I will be working gathering some references about carriers and carriers ops mainly, in many respects (air ops, communications, doctrine...). Ive been reading a lot of literature on the topic lately, I do not lack sources, whether primary or secondary (in French, by primary we mean original material, and by secondary studies, analysis & al). Still, a lot of my work required me to go online to find the sort of graphic resources most books can't provide me. I am still left with a number of interrogations about under-documented aspects of US early war carrier warfare, and I wondered if some brave souls out there would be willing/able to give me a hand from time to time regarding this topic.

For starters, I am particularly interested in what you may have in store regarding carrier command facilities.

- The Flag Plot


Although most of the action actually happened there (it must be the single most important place in books such as Black Shoe Carrier Admiral...) I was unable to find a lot of sources regarding the arrangement of a CV Flag Plot, especially for the pre-war carriers.

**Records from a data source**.
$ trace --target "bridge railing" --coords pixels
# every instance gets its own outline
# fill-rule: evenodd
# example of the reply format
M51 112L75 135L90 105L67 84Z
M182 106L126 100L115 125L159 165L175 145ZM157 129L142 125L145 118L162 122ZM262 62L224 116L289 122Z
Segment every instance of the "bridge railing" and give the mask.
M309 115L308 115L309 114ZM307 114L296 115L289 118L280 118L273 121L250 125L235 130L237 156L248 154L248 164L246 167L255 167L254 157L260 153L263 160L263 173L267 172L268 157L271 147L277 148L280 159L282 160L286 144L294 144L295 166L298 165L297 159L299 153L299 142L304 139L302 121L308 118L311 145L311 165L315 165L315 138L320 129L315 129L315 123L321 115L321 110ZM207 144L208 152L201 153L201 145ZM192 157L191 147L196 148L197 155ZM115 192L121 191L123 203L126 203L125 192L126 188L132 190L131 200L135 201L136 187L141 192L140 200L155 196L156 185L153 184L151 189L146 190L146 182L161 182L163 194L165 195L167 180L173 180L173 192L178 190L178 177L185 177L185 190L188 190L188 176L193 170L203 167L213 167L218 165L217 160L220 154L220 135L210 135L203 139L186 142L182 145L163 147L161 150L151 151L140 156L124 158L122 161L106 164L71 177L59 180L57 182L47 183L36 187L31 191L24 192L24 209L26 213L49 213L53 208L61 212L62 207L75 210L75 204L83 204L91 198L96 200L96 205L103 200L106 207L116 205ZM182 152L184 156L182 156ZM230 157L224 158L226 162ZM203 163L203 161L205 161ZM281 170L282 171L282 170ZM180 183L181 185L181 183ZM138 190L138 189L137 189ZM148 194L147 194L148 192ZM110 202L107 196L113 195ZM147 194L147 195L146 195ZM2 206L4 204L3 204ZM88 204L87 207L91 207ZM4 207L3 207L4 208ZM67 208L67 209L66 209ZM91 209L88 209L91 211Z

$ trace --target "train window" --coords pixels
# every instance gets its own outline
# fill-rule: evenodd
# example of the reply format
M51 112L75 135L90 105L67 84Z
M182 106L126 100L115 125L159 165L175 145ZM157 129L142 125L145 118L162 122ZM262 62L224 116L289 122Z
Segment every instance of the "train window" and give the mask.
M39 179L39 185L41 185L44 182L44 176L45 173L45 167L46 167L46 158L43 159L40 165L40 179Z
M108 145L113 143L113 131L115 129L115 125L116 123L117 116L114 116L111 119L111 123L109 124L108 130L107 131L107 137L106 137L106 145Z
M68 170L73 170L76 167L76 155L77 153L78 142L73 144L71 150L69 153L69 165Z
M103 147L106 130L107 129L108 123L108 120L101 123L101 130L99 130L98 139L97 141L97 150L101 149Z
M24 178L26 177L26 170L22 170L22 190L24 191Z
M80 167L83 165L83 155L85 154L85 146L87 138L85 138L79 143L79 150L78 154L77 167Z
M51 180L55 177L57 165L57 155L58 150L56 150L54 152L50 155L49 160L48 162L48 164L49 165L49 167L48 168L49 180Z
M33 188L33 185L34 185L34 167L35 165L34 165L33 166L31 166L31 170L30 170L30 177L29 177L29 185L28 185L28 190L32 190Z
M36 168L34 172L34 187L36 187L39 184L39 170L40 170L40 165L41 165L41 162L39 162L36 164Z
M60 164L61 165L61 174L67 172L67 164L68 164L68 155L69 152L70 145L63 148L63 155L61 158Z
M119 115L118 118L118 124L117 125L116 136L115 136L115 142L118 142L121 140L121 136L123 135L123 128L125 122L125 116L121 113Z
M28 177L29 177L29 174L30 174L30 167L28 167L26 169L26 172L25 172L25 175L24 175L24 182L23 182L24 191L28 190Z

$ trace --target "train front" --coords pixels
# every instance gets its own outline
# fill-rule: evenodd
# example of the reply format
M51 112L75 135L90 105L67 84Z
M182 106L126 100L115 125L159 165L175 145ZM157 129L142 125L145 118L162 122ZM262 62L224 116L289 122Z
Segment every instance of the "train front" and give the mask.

**Stated goal**. Repeat the stretch of the post on carrier references from "For starters, I" through "the pre-war carriers.", switching "Flag Plot" to "Flag Bridge".

**Output below**.
For starters, I am particularly interested in what you may have in store regarding carrier command facilities.

- The Flag Bridge


Although most of the action actually happened there (it must be the single most important place in books such as Black Shoe Carrier Admiral...) I was unable to find a lot of sources regarding the arrangement of a CV Flag Bridge, especially for the pre-war carriers.